- _Task brief_
Gather every line of the listing below that contains the string "metal", matching case exactly.

- _Records to use_
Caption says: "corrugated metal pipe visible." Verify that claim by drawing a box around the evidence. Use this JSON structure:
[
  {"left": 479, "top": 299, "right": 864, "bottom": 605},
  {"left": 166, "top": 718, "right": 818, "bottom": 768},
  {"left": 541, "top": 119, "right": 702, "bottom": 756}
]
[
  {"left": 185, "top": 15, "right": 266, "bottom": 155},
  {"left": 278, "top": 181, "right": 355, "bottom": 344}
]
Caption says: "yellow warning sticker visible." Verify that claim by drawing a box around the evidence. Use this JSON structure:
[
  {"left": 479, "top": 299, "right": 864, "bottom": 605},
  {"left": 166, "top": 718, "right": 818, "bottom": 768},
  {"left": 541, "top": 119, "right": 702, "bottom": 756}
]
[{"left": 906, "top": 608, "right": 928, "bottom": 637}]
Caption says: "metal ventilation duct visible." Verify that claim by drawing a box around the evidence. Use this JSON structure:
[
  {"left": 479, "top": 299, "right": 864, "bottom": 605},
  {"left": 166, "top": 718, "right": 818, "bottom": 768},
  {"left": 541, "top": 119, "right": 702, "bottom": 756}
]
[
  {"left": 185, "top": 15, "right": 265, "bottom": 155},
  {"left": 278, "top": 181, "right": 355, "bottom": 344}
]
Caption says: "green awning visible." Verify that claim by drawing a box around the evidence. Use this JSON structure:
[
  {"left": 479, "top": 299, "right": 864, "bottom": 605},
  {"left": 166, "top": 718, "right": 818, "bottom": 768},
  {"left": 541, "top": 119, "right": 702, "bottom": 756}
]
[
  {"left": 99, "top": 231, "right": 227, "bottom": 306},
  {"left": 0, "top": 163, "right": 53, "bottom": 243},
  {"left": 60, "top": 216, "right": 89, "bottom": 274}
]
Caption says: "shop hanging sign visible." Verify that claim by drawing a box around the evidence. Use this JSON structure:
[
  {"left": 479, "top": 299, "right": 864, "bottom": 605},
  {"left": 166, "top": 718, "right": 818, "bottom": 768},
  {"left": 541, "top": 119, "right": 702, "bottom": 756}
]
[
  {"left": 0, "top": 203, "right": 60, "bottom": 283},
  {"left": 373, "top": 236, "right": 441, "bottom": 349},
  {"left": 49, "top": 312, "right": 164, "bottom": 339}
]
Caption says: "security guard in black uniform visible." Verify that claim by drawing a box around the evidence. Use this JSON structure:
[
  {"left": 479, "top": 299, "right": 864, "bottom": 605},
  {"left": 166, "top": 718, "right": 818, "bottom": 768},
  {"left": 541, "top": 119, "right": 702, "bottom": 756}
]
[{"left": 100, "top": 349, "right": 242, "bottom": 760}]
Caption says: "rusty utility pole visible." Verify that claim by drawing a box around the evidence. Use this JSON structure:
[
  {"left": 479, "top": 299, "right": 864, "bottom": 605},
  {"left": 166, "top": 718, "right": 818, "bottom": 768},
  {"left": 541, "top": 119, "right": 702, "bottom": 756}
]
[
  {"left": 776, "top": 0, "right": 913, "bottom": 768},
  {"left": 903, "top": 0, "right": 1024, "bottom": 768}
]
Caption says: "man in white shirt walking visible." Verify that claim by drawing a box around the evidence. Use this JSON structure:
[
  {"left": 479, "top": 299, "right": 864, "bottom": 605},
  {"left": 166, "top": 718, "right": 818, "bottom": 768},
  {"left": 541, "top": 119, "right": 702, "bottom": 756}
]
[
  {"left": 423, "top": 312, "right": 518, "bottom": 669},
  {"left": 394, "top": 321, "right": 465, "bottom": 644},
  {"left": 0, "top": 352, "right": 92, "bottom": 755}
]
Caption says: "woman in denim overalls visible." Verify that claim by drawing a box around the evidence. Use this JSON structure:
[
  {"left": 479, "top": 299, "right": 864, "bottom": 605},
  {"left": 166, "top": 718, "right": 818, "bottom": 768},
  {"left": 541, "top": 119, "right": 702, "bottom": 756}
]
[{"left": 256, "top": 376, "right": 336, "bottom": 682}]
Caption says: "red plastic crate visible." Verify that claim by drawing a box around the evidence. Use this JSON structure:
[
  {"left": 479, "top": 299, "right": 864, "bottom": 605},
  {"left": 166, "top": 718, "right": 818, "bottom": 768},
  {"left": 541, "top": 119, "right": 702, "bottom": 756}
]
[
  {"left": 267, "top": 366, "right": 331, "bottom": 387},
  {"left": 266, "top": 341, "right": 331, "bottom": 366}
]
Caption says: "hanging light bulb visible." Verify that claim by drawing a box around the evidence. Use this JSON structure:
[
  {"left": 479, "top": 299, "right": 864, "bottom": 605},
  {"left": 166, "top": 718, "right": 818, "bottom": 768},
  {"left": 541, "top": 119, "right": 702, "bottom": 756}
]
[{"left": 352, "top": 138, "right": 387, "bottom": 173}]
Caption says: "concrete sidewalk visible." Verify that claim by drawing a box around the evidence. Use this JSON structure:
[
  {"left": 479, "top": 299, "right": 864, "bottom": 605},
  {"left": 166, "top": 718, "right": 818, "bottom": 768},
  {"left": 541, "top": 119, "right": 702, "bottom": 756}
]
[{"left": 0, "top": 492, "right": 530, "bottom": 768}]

- _Answer in full_
Caption says: "corrugated metal pipe visible." Verify that claim by drawing a box around the evidence. Use this JSON structure:
Caption says: "metal ventilation duct visible." Verify that claim by drawing a box around the evidence. Use this JSON structure:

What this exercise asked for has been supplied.